## TESTO DEL DOCUMENTO
——————————

Costruito in forma apparentemente rapsodica, il libro è comunque uno straordinario concentrato di vite e di luoghi, di biografie e di educazioni intellettuali, dove nomi illustri e famosi, Freud, Toscanini, Mandelstam, si intrecciano con nomi meno conosciuti, Mihail Sebastian, Licy Wolff, e lingue e culture più egemoni, il tedesco, l’inglese, il francese, a lingue e culture internazionalmente minoritarie, il rumeno, l’ungherese... Il tour de force è tanto più evidente e convincente se si dà uno sguardo alla bibliografia, in cui testi tradotti in italiano e testi nella lingua originale aiutano a capire l’operazione di scavo e di conoscenza condotta dall’autrice.
Per quanto sia il 1938 l’anno emblematico in cui la Valensise fa ruotare l’asse dell’intero volume, non sempre quella data coincide con la figura chiamata a raccontarlo. Dalla Vienna allora annessa al Terzo Reich, Stefan Zweig, per esempio, se n’è già andato in esilio quattro anni prima, come del resto Musil. Più in generale, e questo vale soprattutto per l’Urss, le sue capitali, Mosca, Leningrado, e i suoi scrittori, i Mandelstam e l’Achmatova presenti nel libro, l’orizzonte e il destino sociale, politico, umano sono radicalmente diversi da quelli che si respirano nell’Europa occidentale. Quegli scrittori, in breve, non hanno né il tempo né le conoscenze né la voglia per interrogarsi sui venti di guerra che percorrono il Vecchio continente, troppo presi come sono a sopravvivere, a fare i conti con il regime di casa propria che prima li incarcera, poi li deporta e nel mentre li assassina. Fra la primavera e l’estate di quel 1938, Mandelstam è in galera, all’inizio detenuto alla Lubjanka, poi alla Butyrka, l’antica fortezza zarista di Mosca, e infine morirà nei gulag. Quanto alla Achmatova, le hanno appena arrestato di nuovo il figlio, Lev Nikolaj Gumilev, così come diciassette anni prima le hanno fucilato il primo marito e più tardi faranno morire in Siberia il secondo. L’Achmatova sopravviverà come una sepolta viva. Dall’Urss non si fugge, non si può fuggire, non si spera di fuggire.
Nella disparità delle situazioni e delle geografie, c’è materia sufficiente per interrogarsi su grandezze e miserie umane, individualità e prese di posizione che quelle individualità dovrebbero e/o vorrebbero superare. Nella bella analisi che Marina Valensise dedica a Wystan Hugh Auden, si capisce per esempio che la campana «dell’impegno» può suonare a vuoto oppure emettere un suono falso. Negli anni Trenta Auden è stato per molti versi l’incarnazione di una generazione, la Auden Generation, appunto, dove il colore politico dominante è stato il rosso ideologico: è nella poesia Spain che si parla di poeti «rombanti come bombe» e della «consapevole accettazione della colpa di fronte al delitto necessario»... Una frase simile, dirà George Orwell, l’avrebbe potuta scrivere «solo una persona per la quale l’assassinio è al massimo una parola. Il tipo di amoralità di Auden è possibile soltanto se siete il genere d’uomo che si trova sempre in un altro posto nel momento in cui si preme il grilletto».

——————————

## ELENCO DELLE RIGHE
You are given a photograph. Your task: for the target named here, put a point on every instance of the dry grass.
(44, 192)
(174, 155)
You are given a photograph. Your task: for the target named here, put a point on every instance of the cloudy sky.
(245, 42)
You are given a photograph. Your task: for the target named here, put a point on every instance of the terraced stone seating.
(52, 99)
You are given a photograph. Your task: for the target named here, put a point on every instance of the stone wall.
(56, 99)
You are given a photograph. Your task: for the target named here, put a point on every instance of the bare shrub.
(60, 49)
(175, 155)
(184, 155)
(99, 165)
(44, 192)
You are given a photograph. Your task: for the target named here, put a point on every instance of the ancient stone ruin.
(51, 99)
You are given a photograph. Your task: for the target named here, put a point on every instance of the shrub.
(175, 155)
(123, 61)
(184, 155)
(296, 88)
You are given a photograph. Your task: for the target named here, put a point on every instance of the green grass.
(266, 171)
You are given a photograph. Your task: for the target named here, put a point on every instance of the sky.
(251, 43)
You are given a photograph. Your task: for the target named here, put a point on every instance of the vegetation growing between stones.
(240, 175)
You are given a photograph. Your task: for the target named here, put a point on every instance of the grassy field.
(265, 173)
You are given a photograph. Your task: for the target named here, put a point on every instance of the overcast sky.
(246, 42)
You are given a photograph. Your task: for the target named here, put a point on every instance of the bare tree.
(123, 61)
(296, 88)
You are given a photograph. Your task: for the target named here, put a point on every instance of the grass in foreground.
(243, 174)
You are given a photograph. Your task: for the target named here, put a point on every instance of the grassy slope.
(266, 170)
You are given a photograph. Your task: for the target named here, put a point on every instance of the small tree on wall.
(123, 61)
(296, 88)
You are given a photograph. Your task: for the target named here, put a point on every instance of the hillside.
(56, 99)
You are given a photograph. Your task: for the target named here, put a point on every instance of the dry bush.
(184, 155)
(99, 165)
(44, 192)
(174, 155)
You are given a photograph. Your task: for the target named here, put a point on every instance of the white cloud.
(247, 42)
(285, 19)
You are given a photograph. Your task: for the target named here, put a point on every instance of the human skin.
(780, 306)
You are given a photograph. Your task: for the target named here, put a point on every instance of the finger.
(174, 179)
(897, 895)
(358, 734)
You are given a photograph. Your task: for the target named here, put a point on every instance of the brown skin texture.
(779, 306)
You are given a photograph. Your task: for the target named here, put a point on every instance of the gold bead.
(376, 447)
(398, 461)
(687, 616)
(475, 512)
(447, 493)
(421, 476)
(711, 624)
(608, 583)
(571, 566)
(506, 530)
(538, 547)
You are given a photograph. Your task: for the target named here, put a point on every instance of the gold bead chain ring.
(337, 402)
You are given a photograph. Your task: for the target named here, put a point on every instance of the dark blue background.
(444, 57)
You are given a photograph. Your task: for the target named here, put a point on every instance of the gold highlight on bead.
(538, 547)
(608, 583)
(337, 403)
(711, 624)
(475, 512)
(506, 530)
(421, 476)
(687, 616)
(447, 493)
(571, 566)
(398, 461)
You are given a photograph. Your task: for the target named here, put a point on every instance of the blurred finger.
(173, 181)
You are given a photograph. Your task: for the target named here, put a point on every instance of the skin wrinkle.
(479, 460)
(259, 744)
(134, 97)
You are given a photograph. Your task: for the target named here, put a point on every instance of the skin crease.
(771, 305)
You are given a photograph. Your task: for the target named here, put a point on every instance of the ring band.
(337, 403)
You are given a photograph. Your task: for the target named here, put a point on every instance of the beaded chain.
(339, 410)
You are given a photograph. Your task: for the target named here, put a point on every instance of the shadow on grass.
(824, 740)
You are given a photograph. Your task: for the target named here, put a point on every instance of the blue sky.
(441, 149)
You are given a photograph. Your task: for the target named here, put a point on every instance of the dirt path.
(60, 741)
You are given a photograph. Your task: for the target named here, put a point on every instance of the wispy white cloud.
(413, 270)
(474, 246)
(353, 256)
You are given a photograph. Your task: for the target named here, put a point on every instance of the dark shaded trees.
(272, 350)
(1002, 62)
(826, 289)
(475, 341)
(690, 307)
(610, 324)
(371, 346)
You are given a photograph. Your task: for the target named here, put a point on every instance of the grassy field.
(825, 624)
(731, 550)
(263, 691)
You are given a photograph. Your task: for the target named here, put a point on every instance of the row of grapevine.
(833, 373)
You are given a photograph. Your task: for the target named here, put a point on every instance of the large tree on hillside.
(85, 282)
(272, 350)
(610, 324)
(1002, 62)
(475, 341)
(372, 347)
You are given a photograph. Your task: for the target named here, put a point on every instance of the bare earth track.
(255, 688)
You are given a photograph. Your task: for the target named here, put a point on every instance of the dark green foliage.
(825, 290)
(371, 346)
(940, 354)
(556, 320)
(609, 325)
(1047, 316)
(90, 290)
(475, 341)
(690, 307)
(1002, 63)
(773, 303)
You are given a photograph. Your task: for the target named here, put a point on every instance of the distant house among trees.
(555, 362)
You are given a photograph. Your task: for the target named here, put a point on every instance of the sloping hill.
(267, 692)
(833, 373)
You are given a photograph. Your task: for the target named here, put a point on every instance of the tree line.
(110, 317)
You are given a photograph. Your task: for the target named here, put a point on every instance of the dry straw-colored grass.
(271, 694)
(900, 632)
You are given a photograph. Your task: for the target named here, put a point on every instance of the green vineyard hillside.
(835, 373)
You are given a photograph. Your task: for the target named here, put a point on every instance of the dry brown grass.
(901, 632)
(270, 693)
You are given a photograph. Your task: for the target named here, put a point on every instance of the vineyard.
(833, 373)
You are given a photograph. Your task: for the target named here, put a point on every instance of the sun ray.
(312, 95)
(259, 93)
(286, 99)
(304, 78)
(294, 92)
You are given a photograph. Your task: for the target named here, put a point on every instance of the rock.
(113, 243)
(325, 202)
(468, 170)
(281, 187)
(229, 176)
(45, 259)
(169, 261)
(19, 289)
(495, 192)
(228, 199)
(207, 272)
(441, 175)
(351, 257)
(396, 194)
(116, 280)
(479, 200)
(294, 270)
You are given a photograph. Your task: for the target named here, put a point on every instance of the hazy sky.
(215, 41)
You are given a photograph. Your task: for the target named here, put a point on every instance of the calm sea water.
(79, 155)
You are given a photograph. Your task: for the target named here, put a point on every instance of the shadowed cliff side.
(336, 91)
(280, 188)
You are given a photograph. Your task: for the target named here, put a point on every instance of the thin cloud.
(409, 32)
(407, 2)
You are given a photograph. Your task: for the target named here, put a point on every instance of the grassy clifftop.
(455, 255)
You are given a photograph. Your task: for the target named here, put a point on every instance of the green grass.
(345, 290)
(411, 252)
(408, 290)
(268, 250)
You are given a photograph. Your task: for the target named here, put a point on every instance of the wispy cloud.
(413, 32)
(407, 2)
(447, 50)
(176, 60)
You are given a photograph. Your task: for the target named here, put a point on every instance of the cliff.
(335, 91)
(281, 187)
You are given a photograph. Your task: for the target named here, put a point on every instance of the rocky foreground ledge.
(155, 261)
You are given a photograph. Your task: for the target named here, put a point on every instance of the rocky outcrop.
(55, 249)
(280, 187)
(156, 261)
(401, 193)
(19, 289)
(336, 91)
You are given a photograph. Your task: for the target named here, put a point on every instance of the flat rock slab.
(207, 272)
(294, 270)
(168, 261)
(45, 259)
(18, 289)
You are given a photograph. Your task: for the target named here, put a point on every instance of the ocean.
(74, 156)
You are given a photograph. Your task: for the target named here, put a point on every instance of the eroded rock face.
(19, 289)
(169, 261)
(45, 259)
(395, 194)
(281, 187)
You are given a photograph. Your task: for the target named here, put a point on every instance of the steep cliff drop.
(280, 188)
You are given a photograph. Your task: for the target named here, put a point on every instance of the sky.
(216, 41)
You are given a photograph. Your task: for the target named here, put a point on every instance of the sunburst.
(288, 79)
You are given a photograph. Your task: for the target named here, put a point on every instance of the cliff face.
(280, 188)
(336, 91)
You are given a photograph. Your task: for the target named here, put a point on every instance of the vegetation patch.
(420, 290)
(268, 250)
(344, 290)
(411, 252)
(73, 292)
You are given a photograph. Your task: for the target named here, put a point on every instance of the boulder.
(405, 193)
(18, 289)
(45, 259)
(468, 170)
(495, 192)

——————————

## ESERCIZI DA SVOLGERE
1. Nel testo sul libro di Marina Valensise, in quali prigioni fu detenuto Mandelstam fra la primavera e l'estate del 1938?
2. Trasforma in un elenco puntato il paragrafo del testo sul libro di Marina Valensise che inizia con "Per quanto sia il 1938", mantenendone i fatti principali.
3. Elenca le lingue che il testo sul libro di Marina Valensise cita come esempi di lingue e culture egemoni o minoritarie.

## SOLUZIONI DEGLI ESERCIZI
1. Prima alla Lubjanka, poi alla Butyrka, l'antica fortezza zarista di Mosca.

2.
- Il 1938 è l'anno attorno a cui ruota il volume, ma non sempre coincide con la figura che lo racconta.
- Stefan Zweig aveva lasciato Vienna per l'esilio quattro anni prima, come Musil.
- Nell'Urss, per i Mandelstam e l'Achmatova, orizzonte e destino erano radicalmente diversi da quelli dell'Europa occidentale.
- Quegli scrittori, presi dal sopravvivere a un regime che li incarcerava, deportava e assassinava, non si interrogavano sui venti di guerra.
- Nel 1938 Mandelstam era in carcere, prima alla Lubjanka e poi alla Butyrka, e morirà nei gulag.
- All'Achmatova avevano appena arrestato di nuovo il figlio, Lev Nikolaj Gumilev; il primo marito era stato fucilato diciassette anni prima e il secondo morirà in Siberia.
- L'Achmatova sopravviverà come una sepolta viva.
- Dall'Urss non si poteva fuggire.

3. Tedesco, inglese, francese, rumeno, ungherese.